- Ausgangstext
···

Entschuldigung das ich tote wiederbelebe, aber das muss jetzt sein. Klasse Tipp, hat mir  70€ gespart. Danke!


----------



## NerdXpert (5. Oktober 2013)

Logitech G700 Tasten Fix

Habt ihr auch Probleme mit eurer G700 Maus ???
Ich habe hier mal ein kleinen Fix für alle die das gleiche Problem haben wie ich.

Hin und wieder verliert eure Maus beim Drücken der Linken oder Rechten Maustaste den Kontakt.
Wie z.B.: beim verschieben eines Fensters auf euren Desktop?
Oder vielleicht auch beim Zocken wenn ihr z.B.: Euren Char drehen wollt um ihn mal genauer anzusehen?

Dann habe ich hier ein kleinen Kostenlosen Fix um dieses Problem zu beseitigen....

Viel Spaß wenn es bei euch nicht klappt dann schreibt einfach ein Kommentar!

Sonst daumen hoch! Und ggf Abonnieren!

### UM EINEN KURZTSCHLUSS ZU VERMEIDEN TRENNT BITTE DIE MAUS VON USB UND ENTFERNT DIE BATTERIE ###
### DENKT DRAN BEIM ÖFFNEN DEINES PRODUKTS ERLISCHT DIE GARANTIE ###

Hier ein Link zum Fix auf Youtube:


Logitech G700 Tasten Fix - YouTube


Vielleicht kann ich jemand damit Helfen habe das Selbe Problem gehabt!!! Wenn es geholfen hat bitte weitersagen


----------



## Zsinj (6. Oktober 2013)

Danke für die Tipps, muss ich beizeiten mal ausprobieren. 

Langsam bin ich echt von Logitech enttäuscht.


----------



## Smil0r (6. Oktober 2013)

···

- Die Aufgabe
Kannst du den Ausgangstext oben zum Tastenfix für die Logitech G700 vollständig und Wort für Wort wiedergeben?

- Datenauszug
···

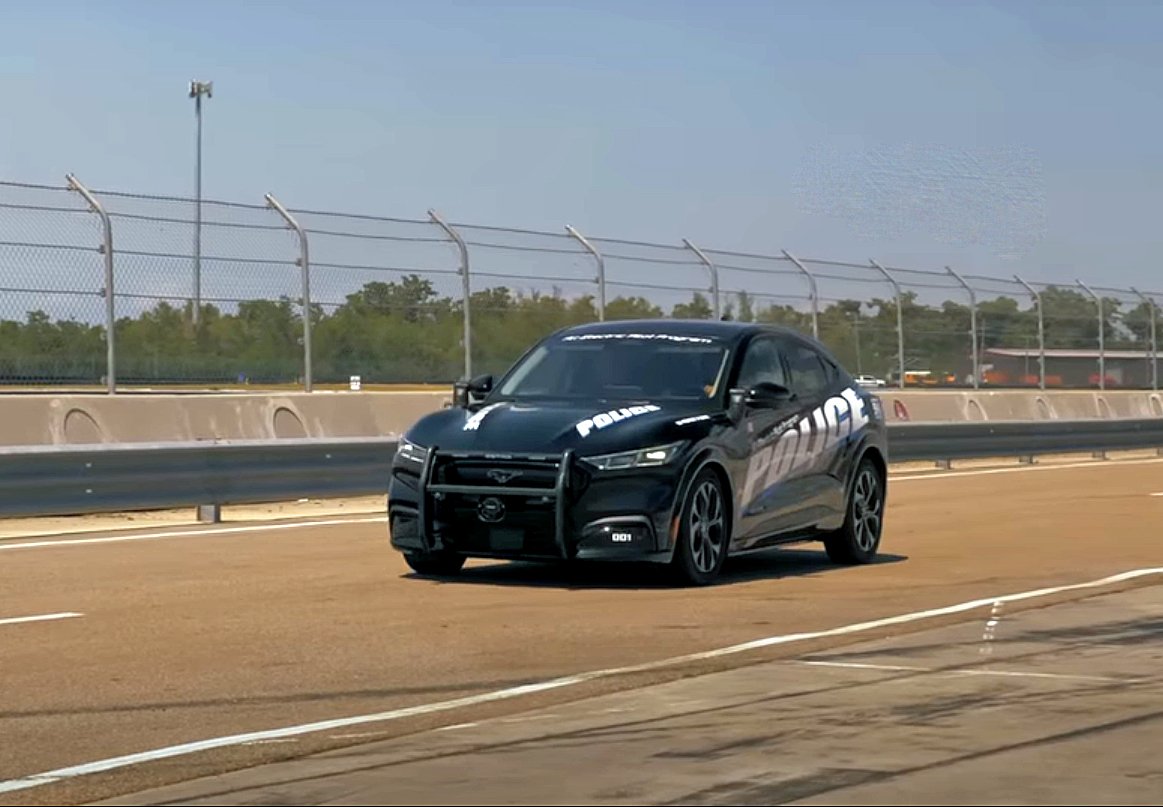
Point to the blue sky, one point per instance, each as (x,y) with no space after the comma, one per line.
(751,126)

···

- Lösung der Aufgabe
Entschuldigung das ich tote wiederbelebe, aber das muss jetzt sein. Klasse Tipp, hat mir  70€ gespart. Danke!


----------



## NerdXpert (5. Oktober 2013)

Logitech G700 Tasten Fix

Habt ihr auch Probleme mit eurer G700 Maus ???
Ich habe hier mal ein kleinen Fix für alle die das gleiche Problem haben wie ich.

Hin und wieder verliert eure Maus beim Drücken der Linken oder Rechten Maustaste den Kontakt.
Wie z.B.: beim verschieben eines Fensters auf euren Desktop?
Oder vielleicht auch beim Zocken wenn ihr z.B.: Euren Char drehen wollt um ihn mal genauer anzusehen?

Dann habe ich hier ein kleinen Kostenlosen Fix um dieses Problem zu beseitigen....

Viel Spaß wenn es bei euch nicht klappt dann schreibt einfach ein Kommentar!

Sonst daumen hoch! Und ggf Abonnieren!

### UM EINEN KURZTSCHLUSS ZU VERMEIDEN TRENNT BITTE DIE MAUS VON USB UND ENTFERNT DIE BATTERIE ###
### DENKT DRAN BEIM ÖFFNEN DEINES PRODUKTS ERLISCHT DIE GARANTIE ###

Hier ein Link zum Fix auf Youtube:


Logitech G700 Tasten Fix - YouTube


Vielleicht kann ich jemand damit Helfen habe das Selbe Problem gehabt!!! Wenn es geholfen hat bitte weitersagen


----------



## Zsinj (6. Oktober 2013)

Danke für die Tipps, muss ich beizeiten mal ausprobieren. 

Langsam bin ich echt von Logitech enttäuscht.


----------



## Smil0r (6. Oktober 2013)